+++ THE INPUT +++

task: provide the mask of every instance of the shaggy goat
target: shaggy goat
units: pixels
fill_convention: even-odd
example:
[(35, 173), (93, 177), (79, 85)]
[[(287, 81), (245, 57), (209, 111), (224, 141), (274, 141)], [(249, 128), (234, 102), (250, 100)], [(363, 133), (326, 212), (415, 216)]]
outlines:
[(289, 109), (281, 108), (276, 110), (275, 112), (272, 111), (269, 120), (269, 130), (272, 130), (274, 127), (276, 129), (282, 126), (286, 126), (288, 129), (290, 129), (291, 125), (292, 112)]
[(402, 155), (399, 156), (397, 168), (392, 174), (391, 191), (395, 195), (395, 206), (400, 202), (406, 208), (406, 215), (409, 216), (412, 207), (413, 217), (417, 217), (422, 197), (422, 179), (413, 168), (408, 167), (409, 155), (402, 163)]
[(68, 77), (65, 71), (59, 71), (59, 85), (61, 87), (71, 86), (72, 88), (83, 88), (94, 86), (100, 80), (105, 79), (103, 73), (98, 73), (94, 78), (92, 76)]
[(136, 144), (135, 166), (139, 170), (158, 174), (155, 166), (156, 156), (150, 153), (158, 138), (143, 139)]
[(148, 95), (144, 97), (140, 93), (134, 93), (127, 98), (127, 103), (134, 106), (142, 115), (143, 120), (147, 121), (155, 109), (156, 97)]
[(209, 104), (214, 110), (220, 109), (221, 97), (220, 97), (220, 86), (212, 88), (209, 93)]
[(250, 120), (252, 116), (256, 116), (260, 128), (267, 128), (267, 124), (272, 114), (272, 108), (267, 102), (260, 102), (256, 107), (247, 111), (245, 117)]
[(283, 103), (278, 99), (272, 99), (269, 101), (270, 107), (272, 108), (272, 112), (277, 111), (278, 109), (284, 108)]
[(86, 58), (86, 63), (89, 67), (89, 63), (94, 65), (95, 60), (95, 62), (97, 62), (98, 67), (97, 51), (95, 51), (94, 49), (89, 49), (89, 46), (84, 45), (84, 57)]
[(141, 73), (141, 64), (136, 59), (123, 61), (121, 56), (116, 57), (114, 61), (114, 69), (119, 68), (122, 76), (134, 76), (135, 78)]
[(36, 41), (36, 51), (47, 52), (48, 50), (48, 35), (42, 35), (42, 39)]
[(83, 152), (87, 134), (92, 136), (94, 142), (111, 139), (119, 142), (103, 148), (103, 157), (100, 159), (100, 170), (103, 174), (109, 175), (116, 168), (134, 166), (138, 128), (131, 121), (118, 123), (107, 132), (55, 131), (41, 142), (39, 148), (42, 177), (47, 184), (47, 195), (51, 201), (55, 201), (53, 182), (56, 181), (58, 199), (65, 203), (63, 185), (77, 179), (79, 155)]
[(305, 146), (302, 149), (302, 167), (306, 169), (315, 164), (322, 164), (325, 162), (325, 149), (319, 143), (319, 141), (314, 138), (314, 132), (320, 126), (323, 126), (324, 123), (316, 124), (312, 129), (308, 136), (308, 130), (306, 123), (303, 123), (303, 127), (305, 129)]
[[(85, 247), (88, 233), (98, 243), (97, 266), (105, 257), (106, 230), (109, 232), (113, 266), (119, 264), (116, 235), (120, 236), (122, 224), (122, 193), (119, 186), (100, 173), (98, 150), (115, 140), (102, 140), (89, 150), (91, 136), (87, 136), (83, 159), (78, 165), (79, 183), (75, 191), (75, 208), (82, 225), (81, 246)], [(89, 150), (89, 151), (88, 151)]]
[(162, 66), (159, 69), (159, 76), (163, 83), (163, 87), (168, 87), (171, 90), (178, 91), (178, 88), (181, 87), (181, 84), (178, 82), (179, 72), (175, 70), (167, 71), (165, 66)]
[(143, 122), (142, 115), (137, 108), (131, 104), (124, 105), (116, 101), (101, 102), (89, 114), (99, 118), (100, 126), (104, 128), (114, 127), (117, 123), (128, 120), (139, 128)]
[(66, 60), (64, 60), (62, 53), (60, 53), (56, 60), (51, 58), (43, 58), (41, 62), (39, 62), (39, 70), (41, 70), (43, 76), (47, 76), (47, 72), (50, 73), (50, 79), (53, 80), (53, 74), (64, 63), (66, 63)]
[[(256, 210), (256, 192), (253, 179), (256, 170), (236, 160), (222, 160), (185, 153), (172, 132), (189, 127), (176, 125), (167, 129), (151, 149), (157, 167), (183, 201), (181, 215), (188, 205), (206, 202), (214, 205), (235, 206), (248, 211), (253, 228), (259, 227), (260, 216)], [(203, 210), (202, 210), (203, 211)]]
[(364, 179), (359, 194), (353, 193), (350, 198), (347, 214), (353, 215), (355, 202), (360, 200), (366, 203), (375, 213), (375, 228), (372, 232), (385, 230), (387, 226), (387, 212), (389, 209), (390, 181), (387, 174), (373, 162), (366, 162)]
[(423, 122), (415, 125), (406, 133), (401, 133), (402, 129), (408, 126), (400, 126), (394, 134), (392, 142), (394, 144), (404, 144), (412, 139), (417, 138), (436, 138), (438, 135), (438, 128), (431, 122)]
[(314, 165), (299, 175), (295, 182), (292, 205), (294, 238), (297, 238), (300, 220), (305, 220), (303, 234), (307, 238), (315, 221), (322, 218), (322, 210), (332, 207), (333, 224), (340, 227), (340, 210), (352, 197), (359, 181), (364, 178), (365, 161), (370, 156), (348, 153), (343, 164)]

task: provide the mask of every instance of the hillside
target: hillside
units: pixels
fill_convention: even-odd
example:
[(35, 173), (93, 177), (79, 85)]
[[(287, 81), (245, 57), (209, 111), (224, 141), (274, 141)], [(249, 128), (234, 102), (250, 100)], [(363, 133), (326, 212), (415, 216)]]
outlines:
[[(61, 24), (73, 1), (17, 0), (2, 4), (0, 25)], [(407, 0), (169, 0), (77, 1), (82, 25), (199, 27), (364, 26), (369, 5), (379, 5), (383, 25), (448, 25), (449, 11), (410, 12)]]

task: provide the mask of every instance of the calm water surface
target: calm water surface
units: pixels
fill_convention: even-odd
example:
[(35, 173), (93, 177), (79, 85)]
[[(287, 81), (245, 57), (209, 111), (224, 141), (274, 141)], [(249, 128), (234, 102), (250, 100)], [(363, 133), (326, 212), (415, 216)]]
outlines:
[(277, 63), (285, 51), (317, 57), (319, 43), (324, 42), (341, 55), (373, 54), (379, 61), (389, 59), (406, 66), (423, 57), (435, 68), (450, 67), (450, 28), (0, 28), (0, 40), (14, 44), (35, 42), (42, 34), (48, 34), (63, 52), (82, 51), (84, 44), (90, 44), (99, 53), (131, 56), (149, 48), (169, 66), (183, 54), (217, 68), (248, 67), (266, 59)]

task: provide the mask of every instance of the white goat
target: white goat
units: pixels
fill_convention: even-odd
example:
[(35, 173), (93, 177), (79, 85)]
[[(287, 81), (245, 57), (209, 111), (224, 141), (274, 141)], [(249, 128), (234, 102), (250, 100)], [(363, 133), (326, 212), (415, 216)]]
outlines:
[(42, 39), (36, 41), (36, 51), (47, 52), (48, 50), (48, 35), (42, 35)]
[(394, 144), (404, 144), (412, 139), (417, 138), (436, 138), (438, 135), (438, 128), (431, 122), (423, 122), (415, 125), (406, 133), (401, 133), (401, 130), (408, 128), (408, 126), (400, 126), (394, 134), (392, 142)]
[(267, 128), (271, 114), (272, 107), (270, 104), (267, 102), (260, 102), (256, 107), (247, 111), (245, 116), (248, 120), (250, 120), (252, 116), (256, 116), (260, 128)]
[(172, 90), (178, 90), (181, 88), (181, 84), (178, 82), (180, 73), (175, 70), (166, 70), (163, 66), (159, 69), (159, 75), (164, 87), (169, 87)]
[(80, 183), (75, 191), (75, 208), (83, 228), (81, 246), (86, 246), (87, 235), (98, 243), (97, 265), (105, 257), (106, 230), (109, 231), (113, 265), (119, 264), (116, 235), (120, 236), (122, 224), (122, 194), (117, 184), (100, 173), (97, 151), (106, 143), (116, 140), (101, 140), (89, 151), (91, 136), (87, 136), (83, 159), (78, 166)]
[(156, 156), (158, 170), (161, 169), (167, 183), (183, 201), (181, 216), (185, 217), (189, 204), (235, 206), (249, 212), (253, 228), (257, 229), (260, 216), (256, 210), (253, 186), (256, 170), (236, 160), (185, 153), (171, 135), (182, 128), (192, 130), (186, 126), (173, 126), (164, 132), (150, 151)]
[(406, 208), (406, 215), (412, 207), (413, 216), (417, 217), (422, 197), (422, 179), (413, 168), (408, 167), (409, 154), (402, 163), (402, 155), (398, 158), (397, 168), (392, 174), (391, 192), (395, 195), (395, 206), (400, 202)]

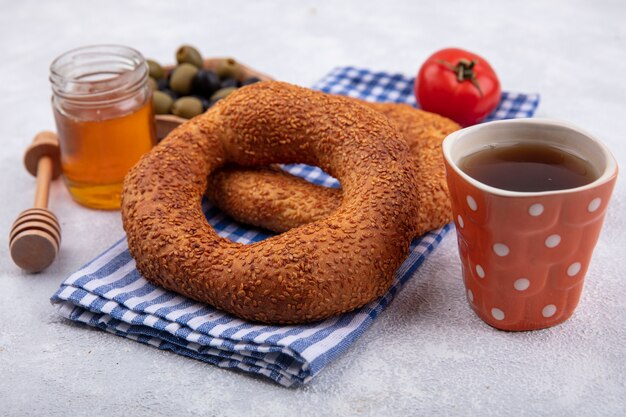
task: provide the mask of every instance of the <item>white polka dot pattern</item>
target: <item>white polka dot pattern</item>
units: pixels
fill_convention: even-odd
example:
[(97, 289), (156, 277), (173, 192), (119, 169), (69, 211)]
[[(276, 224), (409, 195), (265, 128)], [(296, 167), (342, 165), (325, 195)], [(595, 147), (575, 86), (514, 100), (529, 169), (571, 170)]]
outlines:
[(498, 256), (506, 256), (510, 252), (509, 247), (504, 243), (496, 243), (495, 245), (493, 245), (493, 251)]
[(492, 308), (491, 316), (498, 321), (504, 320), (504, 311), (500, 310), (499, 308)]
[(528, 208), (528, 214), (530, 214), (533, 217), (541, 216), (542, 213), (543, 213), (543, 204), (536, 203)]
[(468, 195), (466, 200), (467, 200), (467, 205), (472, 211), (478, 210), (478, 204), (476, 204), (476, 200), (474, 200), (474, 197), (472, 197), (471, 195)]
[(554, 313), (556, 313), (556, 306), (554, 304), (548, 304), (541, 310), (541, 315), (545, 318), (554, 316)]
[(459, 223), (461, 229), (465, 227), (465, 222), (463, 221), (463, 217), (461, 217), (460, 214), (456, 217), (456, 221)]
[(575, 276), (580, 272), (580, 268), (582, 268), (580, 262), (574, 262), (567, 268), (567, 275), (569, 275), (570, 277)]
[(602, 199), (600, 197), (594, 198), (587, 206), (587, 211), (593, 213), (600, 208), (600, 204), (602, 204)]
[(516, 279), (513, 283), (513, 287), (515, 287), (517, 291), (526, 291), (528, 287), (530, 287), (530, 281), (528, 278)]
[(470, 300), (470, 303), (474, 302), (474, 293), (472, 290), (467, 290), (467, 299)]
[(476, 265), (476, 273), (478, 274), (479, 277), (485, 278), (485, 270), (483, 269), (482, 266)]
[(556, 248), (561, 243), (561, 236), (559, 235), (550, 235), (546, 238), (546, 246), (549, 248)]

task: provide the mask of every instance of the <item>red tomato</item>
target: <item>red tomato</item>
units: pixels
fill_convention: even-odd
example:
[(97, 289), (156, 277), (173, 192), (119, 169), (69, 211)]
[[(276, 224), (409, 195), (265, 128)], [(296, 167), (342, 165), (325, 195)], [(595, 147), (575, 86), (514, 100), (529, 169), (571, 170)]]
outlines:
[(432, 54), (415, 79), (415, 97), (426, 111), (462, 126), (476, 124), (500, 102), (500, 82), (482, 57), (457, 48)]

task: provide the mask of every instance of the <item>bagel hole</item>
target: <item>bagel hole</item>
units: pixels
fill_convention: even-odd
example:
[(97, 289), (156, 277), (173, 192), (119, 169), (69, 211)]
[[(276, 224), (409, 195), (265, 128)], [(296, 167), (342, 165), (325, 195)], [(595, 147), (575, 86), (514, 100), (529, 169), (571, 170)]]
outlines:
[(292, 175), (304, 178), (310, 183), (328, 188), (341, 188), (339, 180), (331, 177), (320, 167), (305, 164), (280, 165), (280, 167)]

+++

[WORK INSTRUCTION]
Copy each line of the records that has "target" in it.

[ANSWER TO THE EXERCISE]
target: shaggy goat
target: hillside
target: calm water surface
target: white goat
target: <item>white polka dot pattern</item>
target: <item>red tomato</item>
target: <item>bagel hole</item>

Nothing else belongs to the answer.